* **REQUIREMENT 1**:
In the article on depression and dementia, what was the average age of the people in Saczynski's study?
* **REQUIREMENT 2**:
Retype the passage of the depression and dementia article starting at "Previous research has" and ending at "Massachusetts Medical School.".
* **REQUIREMENT 3**:
Continue the article on depression and dementia from where it stops.

(CNN) -- The link between depression and dementia has always been unclear, but a new study supports the theory that depression increases dementia risk.
The findings, published in the journal Neurology, are based on nearly 1,000 people who were studied for up to 17 years. Researchers evaluated them for depression and dementia using standard clinical tests. Those who were depressed when first examined almost doubled their risk for dementia and also increased their risk for Alzheimer's disease.
"This is probably the best in terms of long-term follow study that I've seen in terms of associating dementia with depression," said Dr. Richard Isaacson, associate professor of neurology at the University of Miami's Miller School of Medicine, who was not involved with the research.
Previous research has also examined depression and dementia, but results have been inconsistent, perhaps because participants were not followed for long enough, said lead author Jane Saczynski, assistant professor of medicine at the University of Massachusetts Medical School.
Participants came from the Framingham Heart Study, a large study that has been going on since 1948 to look at heart disease risk factors in Framingham, Massachusetts. Because of the data already being collected about these people, the study allowed Saczynski's group to control for heart disease, heart attack, stroke, smoking, alcohol use and other factors that could have influenced dementia. The average age of people that Saczynski's study looked at was 79 years old.
The study did not figure out if depression causes dementia, or if something else is involved. That means people with depression are not necessarily destined to get dementia, said Adam Brickman, assistant professor of neuropsychology at Columbia University Medical Center, who did not conduct this study.
If depression is indeed a risk factor for dementia, treating depression should help stave off dementia, but no studies have shown this effect, Saczynski said.
From a practical standpoint, people with depression should be treated, and those who have depression later in life should also be screened for dementia by a neurologist, Isaacson said.

* **DATA**:
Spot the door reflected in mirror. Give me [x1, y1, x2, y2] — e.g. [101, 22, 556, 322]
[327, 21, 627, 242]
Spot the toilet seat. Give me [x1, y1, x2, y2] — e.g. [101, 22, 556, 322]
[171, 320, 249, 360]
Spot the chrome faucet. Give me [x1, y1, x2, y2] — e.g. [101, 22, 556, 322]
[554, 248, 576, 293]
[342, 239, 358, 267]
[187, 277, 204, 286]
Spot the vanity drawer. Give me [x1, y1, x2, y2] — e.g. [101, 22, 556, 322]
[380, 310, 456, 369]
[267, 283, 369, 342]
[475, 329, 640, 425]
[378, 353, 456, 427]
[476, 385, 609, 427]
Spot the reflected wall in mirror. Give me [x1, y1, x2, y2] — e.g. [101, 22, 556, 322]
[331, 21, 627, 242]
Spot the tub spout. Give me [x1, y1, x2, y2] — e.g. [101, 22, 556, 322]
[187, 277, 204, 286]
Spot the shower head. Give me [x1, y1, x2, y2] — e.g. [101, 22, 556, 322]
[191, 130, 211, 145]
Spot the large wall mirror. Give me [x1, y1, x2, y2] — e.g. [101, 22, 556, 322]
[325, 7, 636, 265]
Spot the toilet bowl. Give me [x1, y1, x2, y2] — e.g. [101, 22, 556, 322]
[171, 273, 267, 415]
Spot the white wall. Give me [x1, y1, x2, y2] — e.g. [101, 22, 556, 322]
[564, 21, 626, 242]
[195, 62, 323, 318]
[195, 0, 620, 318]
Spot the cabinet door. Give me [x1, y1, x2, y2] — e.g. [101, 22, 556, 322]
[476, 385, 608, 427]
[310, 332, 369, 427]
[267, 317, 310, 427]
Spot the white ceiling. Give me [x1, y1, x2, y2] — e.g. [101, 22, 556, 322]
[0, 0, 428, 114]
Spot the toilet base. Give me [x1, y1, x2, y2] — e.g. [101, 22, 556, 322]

* **EXERCISE RESULT 1**:
79 years old.

* **EXERCISE RESULT 2**:
Previous research has also examined depression and dementia, but results have been inconsistent, perhaps because participants were not followed for long enough, said lead author Jane Saczynski, assistant professor of medicine at the University of Massachusetts Medical School.

* **EXERCISE RESULT 3**:
"The earlier we diagnose, the earlier we can treat, and, in my clinical experience, the earlier we treat, the better patients will do," he said.
Another theory about why depression and dementia are linked is that depression could be an early sign of changes in the brain that lead to dementia. Because of the long follow-up period of the study, in which participants who were dementia-free developed the condition many years later, this is a less likely explanation, but was not ruled out in the research, Saczynski said.
Exercise and social engagement have been shown to protect against dementia in other research. Given that depressed people tend to be less active and more withdrawn, these habits could influence the development of dementia, Saczynski said.
Other lifestyle factors have been associated with staving off dementia, such as eating foods rich in omega-3 fatty acids, controlling cholesterol, abstaining from smoking and, for diabetics, controlling blood sugar, Isaacson said. But results are mixed on the dietary supplements front -- nothing is certain, experts say.
The next step in this line of research is to examine brain images to see what roles depression and dementia may play in the brain, and better understand the mechanisms behind the connection between these two disorders, Saczynski said.